Short task: Copy the records from the line containing "[locate] pedestrian (one" through the end of the records, requests included, and multiply every x and y coordinate in the answers by 0.55, rounding to whole numbers with halves rounded up. Leave the pictures out of your answer.

Supplied data:
┌──
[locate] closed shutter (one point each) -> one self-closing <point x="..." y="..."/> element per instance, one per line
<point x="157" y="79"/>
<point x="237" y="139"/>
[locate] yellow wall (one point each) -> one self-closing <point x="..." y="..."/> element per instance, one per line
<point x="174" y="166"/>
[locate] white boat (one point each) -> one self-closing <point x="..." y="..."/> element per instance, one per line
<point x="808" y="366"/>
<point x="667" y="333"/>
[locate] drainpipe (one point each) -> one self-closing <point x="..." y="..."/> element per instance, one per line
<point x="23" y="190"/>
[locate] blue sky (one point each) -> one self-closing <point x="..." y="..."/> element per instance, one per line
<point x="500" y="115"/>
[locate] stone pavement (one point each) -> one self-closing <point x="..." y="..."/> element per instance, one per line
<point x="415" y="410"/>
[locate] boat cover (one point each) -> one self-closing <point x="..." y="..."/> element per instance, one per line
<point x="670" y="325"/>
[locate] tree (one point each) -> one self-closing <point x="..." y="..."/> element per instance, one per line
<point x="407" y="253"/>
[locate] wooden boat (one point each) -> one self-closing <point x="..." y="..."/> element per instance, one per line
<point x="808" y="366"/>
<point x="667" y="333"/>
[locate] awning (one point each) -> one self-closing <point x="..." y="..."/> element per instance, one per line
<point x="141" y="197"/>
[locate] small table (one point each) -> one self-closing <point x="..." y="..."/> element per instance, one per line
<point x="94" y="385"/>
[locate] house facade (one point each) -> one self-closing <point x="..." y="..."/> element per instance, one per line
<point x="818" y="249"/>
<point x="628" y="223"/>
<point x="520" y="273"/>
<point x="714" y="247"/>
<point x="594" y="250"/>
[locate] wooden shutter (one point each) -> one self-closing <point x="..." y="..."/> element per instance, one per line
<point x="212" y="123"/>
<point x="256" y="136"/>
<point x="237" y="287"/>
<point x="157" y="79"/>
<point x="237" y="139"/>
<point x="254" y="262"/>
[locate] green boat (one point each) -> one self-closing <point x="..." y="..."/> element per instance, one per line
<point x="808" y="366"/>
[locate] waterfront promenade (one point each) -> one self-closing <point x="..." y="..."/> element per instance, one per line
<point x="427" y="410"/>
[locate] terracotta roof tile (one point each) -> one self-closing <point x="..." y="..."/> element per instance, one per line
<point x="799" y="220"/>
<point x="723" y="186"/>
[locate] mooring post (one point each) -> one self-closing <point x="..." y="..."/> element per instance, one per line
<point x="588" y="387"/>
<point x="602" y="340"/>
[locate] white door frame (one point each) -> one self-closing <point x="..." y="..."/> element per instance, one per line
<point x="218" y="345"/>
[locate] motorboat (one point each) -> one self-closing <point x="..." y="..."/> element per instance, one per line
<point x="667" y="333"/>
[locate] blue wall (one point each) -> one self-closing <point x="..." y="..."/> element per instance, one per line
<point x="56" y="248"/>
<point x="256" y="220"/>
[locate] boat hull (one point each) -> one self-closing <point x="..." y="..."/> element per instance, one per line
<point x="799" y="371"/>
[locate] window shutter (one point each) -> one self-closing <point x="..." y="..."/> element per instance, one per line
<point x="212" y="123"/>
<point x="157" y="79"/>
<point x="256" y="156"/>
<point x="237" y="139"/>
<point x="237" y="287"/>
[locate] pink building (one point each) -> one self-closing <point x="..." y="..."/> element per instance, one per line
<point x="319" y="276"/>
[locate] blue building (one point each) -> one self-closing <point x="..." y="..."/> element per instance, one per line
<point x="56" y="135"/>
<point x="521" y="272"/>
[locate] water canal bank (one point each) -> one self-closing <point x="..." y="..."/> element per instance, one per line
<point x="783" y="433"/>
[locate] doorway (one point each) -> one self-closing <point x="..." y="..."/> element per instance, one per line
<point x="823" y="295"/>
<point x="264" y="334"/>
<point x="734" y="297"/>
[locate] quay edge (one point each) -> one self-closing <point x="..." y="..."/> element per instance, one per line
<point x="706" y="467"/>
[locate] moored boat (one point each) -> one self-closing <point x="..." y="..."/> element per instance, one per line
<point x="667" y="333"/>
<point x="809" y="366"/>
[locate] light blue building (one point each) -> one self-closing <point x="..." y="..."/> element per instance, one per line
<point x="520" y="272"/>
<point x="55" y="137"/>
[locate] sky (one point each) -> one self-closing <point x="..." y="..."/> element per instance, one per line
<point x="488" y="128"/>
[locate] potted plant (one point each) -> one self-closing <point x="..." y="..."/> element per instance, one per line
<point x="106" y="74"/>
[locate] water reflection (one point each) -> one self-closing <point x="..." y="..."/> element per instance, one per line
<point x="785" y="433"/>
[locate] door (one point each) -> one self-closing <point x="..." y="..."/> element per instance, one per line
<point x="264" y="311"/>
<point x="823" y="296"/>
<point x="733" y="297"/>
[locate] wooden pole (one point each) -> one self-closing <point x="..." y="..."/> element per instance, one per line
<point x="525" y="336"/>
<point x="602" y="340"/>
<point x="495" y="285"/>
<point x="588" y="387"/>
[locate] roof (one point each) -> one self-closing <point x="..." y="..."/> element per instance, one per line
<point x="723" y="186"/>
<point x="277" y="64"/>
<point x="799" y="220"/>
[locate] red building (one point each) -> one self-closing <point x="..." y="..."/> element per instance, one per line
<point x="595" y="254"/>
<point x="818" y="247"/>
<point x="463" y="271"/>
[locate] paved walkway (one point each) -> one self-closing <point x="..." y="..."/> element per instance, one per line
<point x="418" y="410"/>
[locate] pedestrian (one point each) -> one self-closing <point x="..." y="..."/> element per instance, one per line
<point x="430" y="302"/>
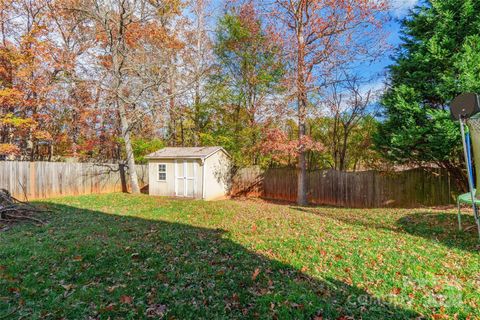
└──
The reply:
[locate] pedestrian (one point each) -> one self-closing <point x="..." y="..."/> element per instance, one per line
<point x="237" y="166"/>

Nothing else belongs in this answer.